%%

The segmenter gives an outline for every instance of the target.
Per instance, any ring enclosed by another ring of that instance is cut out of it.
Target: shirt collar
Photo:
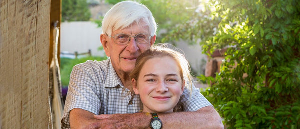
[[[112,60],[110,58],[108,59],[108,81],[106,83],[106,87],[116,87],[118,85],[120,85],[121,87],[124,87],[124,85],[121,81],[121,79],[118,77],[116,70],[112,66]]]

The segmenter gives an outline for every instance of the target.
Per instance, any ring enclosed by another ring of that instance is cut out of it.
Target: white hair
[[[151,36],[156,35],[157,25],[152,12],[144,5],[134,1],[122,1],[114,5],[102,21],[102,33],[111,35],[112,31],[127,28],[134,23],[149,27]]]

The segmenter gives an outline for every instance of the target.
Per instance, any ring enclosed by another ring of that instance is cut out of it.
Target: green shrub
[[[209,1],[166,37],[228,48],[203,94],[228,128],[300,129],[300,1]]]
[[[232,47],[204,94],[228,128],[300,129],[300,1],[212,1],[222,20],[204,47]]]
[[[60,58],[60,74],[62,78],[62,83],[64,87],[68,86],[68,84],[70,80],[70,75],[73,67],[76,64],[84,63],[88,60],[97,61],[102,61],[106,60],[107,57],[96,57],[96,56],[89,56],[87,57],[70,59],[68,58]]]

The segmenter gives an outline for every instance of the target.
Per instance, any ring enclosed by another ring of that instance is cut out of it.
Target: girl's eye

%%

| Stated exercise |
Reproduce all of the material above with every occurrence of "segmenter" replaced by "annotator", leaving everything else unchanged. Omit the pictures from your version.

| Expected output |
The annotator gives an outline for every instance of the target.
Per instance, any ring enclosed by another ring of that instance is cut out of it.
Target: shirt collar
Photo:
[[[112,60],[110,58],[108,59],[108,81],[106,83],[106,87],[116,87],[118,85],[120,85],[121,87],[124,87],[124,85],[121,81],[121,79],[118,77],[116,70],[112,66]]]

The annotator gives an outline for every instance of the target.
Per instance, any ring enclosed by another ring of that instance is cut out of it.
Target: white hair
[[[151,36],[156,35],[157,25],[152,12],[144,5],[134,1],[122,1],[114,5],[102,21],[102,33],[111,35],[112,31],[127,28],[134,23],[149,27]]]

The annotator gives an outline for every instance of the target.
Per instance, any ring enclosed by another ring of that instance is cut out of it.
Target: green shrub
[[[209,1],[166,37],[228,48],[203,94],[228,128],[300,129],[300,1]]]
[[[232,47],[204,94],[228,128],[300,129],[300,1],[212,1],[222,20],[204,47]]]
[[[60,58],[60,74],[62,78],[62,83],[64,87],[68,86],[68,84],[70,80],[70,75],[73,67],[76,64],[84,63],[88,60],[97,61],[102,61],[106,60],[107,57],[96,57],[96,56],[89,56],[87,57],[70,59],[68,58]]]

The annotator gives an outline for every instance of the target.
Per instance, any ring enclosed by another ring of that instance is cut out of it.
Target: girl's eye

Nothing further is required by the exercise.